* TASK TO CARRY OUT:
Drop the pictures from the entries below, then reproduce the rest exactly.

* DATA SUPPLIED:
|---|
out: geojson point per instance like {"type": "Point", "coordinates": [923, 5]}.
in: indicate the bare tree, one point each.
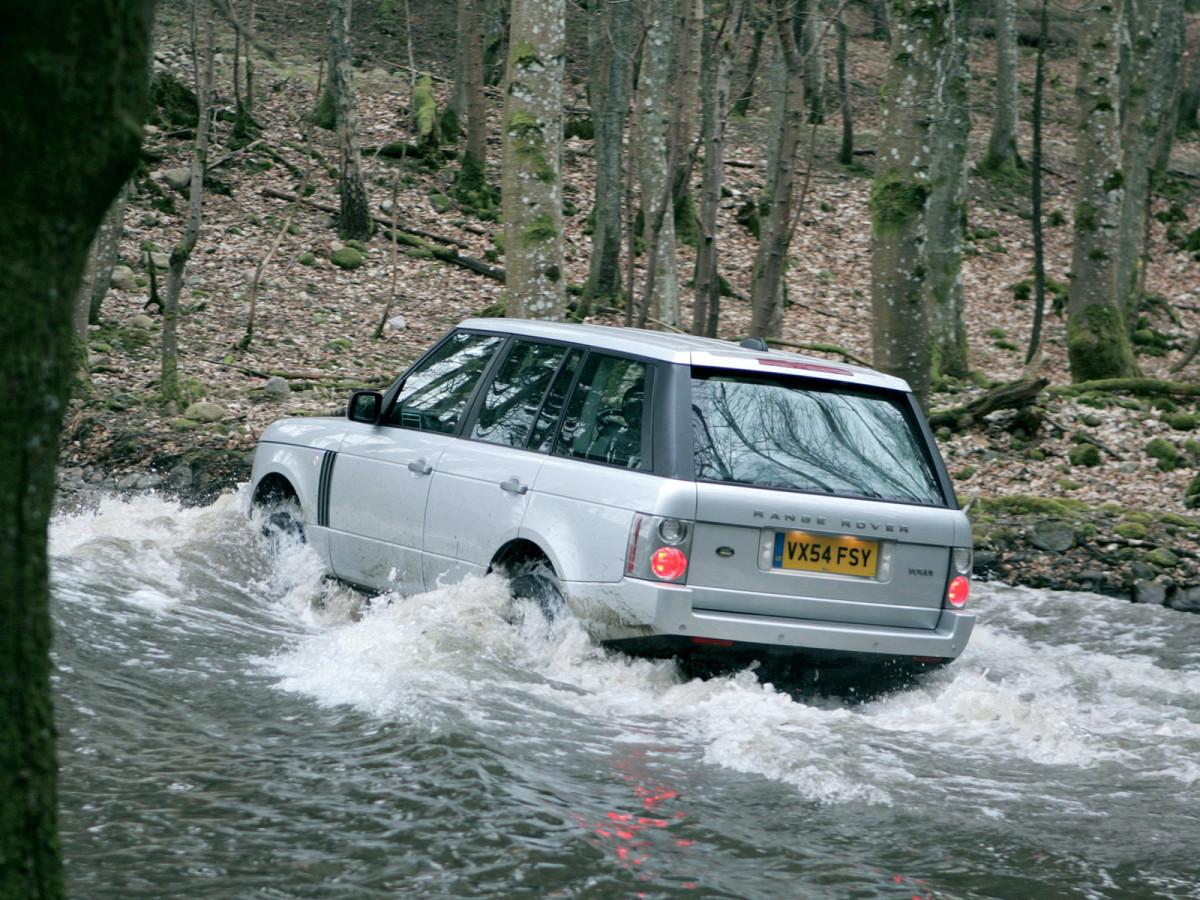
{"type": "Point", "coordinates": [533, 159]}
{"type": "Point", "coordinates": [354, 220]}
{"type": "Point", "coordinates": [655, 167]}
{"type": "Point", "coordinates": [1155, 59]}
{"type": "Point", "coordinates": [900, 333]}
{"type": "Point", "coordinates": [1002, 150]}
{"type": "Point", "coordinates": [947, 209]}
{"type": "Point", "coordinates": [71, 136]}
{"type": "Point", "coordinates": [611, 42]}
{"type": "Point", "coordinates": [202, 63]}
{"type": "Point", "coordinates": [718, 53]}
{"type": "Point", "coordinates": [1097, 341]}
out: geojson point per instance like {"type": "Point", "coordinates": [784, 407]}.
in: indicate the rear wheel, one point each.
{"type": "Point", "coordinates": [535, 583]}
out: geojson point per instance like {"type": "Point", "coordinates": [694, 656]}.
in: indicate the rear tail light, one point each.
{"type": "Point", "coordinates": [658, 549]}
{"type": "Point", "coordinates": [957, 593]}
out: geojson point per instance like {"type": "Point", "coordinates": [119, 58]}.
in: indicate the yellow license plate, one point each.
{"type": "Point", "coordinates": [837, 556]}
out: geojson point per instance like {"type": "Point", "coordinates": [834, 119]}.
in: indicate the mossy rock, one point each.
{"type": "Point", "coordinates": [1163, 450]}
{"type": "Point", "coordinates": [1132, 531]}
{"type": "Point", "coordinates": [1024, 504]}
{"type": "Point", "coordinates": [347, 258]}
{"type": "Point", "coordinates": [1085, 455]}
{"type": "Point", "coordinates": [1163, 558]}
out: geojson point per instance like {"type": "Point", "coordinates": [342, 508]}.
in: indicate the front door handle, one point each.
{"type": "Point", "coordinates": [513, 485]}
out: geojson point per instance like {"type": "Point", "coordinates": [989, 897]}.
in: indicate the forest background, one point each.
{"type": "Point", "coordinates": [258, 264]}
{"type": "Point", "coordinates": [275, 285]}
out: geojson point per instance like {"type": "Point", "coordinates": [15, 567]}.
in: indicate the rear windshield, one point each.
{"type": "Point", "coordinates": [813, 437]}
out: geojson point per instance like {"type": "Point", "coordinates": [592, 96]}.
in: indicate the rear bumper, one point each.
{"type": "Point", "coordinates": [665, 611]}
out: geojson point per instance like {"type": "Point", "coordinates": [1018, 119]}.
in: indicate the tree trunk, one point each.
{"type": "Point", "coordinates": [73, 101]}
{"type": "Point", "coordinates": [611, 39]}
{"type": "Point", "coordinates": [1002, 151]}
{"type": "Point", "coordinates": [1097, 341]}
{"type": "Point", "coordinates": [946, 213]}
{"type": "Point", "coordinates": [202, 63]}
{"type": "Point", "coordinates": [1155, 59]}
{"type": "Point", "coordinates": [1039, 269]}
{"type": "Point", "coordinates": [846, 151]}
{"type": "Point", "coordinates": [900, 195]}
{"type": "Point", "coordinates": [655, 167]}
{"type": "Point", "coordinates": [771, 263]}
{"type": "Point", "coordinates": [354, 222]}
{"type": "Point", "coordinates": [471, 39]}
{"type": "Point", "coordinates": [533, 160]}
{"type": "Point", "coordinates": [717, 70]}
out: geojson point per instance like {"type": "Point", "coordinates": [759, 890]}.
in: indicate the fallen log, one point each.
{"type": "Point", "coordinates": [378, 220]}
{"type": "Point", "coordinates": [1012, 395]}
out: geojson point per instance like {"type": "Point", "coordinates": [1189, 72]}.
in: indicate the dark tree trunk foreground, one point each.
{"type": "Point", "coordinates": [71, 118]}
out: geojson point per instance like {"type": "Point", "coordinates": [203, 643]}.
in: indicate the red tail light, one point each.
{"type": "Point", "coordinates": [669, 563]}
{"type": "Point", "coordinates": [957, 594]}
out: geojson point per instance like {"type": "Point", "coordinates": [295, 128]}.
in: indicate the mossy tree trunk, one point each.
{"type": "Point", "coordinates": [655, 167]}
{"type": "Point", "coordinates": [610, 40]}
{"type": "Point", "coordinates": [71, 113]}
{"type": "Point", "coordinates": [1155, 59]}
{"type": "Point", "coordinates": [354, 220]}
{"type": "Point", "coordinates": [947, 210]}
{"type": "Point", "coordinates": [1002, 150]}
{"type": "Point", "coordinates": [771, 262]}
{"type": "Point", "coordinates": [912, 103]}
{"type": "Point", "coordinates": [719, 45]}
{"type": "Point", "coordinates": [533, 160]}
{"type": "Point", "coordinates": [1097, 340]}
|---|
* TASK RESULT:
out: geojson point per instance like {"type": "Point", "coordinates": [923, 5]}.
in: indicate the bare tree, one point each.
{"type": "Point", "coordinates": [533, 159]}
{"type": "Point", "coordinates": [354, 220]}
{"type": "Point", "coordinates": [655, 167]}
{"type": "Point", "coordinates": [1155, 59]}
{"type": "Point", "coordinates": [900, 333]}
{"type": "Point", "coordinates": [1002, 150]}
{"type": "Point", "coordinates": [947, 209]}
{"type": "Point", "coordinates": [71, 136]}
{"type": "Point", "coordinates": [611, 42]}
{"type": "Point", "coordinates": [202, 63]}
{"type": "Point", "coordinates": [718, 53]}
{"type": "Point", "coordinates": [1097, 341]}
out: geojson point per instance like {"type": "Point", "coordinates": [784, 407]}.
in: indicate the rear wheel, one point each.
{"type": "Point", "coordinates": [535, 583]}
out: geojson point per instance like {"type": "Point", "coordinates": [694, 656]}.
in: indicate the rear tail light, one point each.
{"type": "Point", "coordinates": [658, 549]}
{"type": "Point", "coordinates": [957, 593]}
out: geojson point per instance like {"type": "Point", "coordinates": [119, 58]}.
in: indicate the yellow license plate, one point each.
{"type": "Point", "coordinates": [837, 556]}
out: geojson point per instance like {"type": "Point", "coordinates": [834, 119]}.
in: indicate the mossy rock, one point each.
{"type": "Point", "coordinates": [1163, 450]}
{"type": "Point", "coordinates": [1132, 531]}
{"type": "Point", "coordinates": [1024, 504]}
{"type": "Point", "coordinates": [347, 258]}
{"type": "Point", "coordinates": [1085, 455]}
{"type": "Point", "coordinates": [1163, 558]}
out: geojson point per instance like {"type": "Point", "coordinates": [342, 508]}.
in: indicate the front door handle, one point each.
{"type": "Point", "coordinates": [513, 485]}
out: geojson point per instance like {"type": "Point", "coordinates": [989, 897]}.
in: indicate the forest background, one point each.
{"type": "Point", "coordinates": [258, 264]}
{"type": "Point", "coordinates": [275, 285]}
out: geojson point per instance like {"type": "Point", "coordinates": [15, 567]}.
in: indicate the rear windshield, one point each.
{"type": "Point", "coordinates": [813, 437]}
out: geojson point per instance like {"type": "Point", "coordinates": [592, 96]}.
in: indicate the rear bumper, one point each.
{"type": "Point", "coordinates": [665, 611]}
out: geojson point per instance like {"type": "Point", "coordinates": [1018, 119]}.
in: indicate the tree trunk, one point each.
{"type": "Point", "coordinates": [73, 101]}
{"type": "Point", "coordinates": [611, 39]}
{"type": "Point", "coordinates": [1002, 151]}
{"type": "Point", "coordinates": [1097, 341]}
{"type": "Point", "coordinates": [946, 213]}
{"type": "Point", "coordinates": [202, 63]}
{"type": "Point", "coordinates": [1155, 59]}
{"type": "Point", "coordinates": [1039, 269]}
{"type": "Point", "coordinates": [846, 151]}
{"type": "Point", "coordinates": [900, 195]}
{"type": "Point", "coordinates": [655, 167]}
{"type": "Point", "coordinates": [771, 263]}
{"type": "Point", "coordinates": [354, 222]}
{"type": "Point", "coordinates": [471, 39]}
{"type": "Point", "coordinates": [533, 160]}
{"type": "Point", "coordinates": [717, 70]}
out: geojson point per instance like {"type": "Point", "coordinates": [759, 890]}.
in: indicate the fallen log, one point each.
{"type": "Point", "coordinates": [378, 220]}
{"type": "Point", "coordinates": [1012, 395]}
out: geojson point per instance like {"type": "Point", "coordinates": [1189, 72]}.
in: indicate the dark tree trunk foreground, one point each.
{"type": "Point", "coordinates": [71, 118]}
out: geojson point per instance like {"type": "Point", "coordinates": [203, 643]}.
in: indicate the red tail light, one point each.
{"type": "Point", "coordinates": [669, 563]}
{"type": "Point", "coordinates": [957, 594]}
out: geojson point per instance like {"type": "Point", "coordinates": [295, 128]}.
in: indicate the mossy tree trunk, one point each.
{"type": "Point", "coordinates": [655, 167]}
{"type": "Point", "coordinates": [610, 40]}
{"type": "Point", "coordinates": [71, 113]}
{"type": "Point", "coordinates": [1155, 59]}
{"type": "Point", "coordinates": [354, 220]}
{"type": "Point", "coordinates": [947, 210]}
{"type": "Point", "coordinates": [1002, 150]}
{"type": "Point", "coordinates": [771, 262]}
{"type": "Point", "coordinates": [912, 103]}
{"type": "Point", "coordinates": [719, 45]}
{"type": "Point", "coordinates": [533, 160]}
{"type": "Point", "coordinates": [1097, 340]}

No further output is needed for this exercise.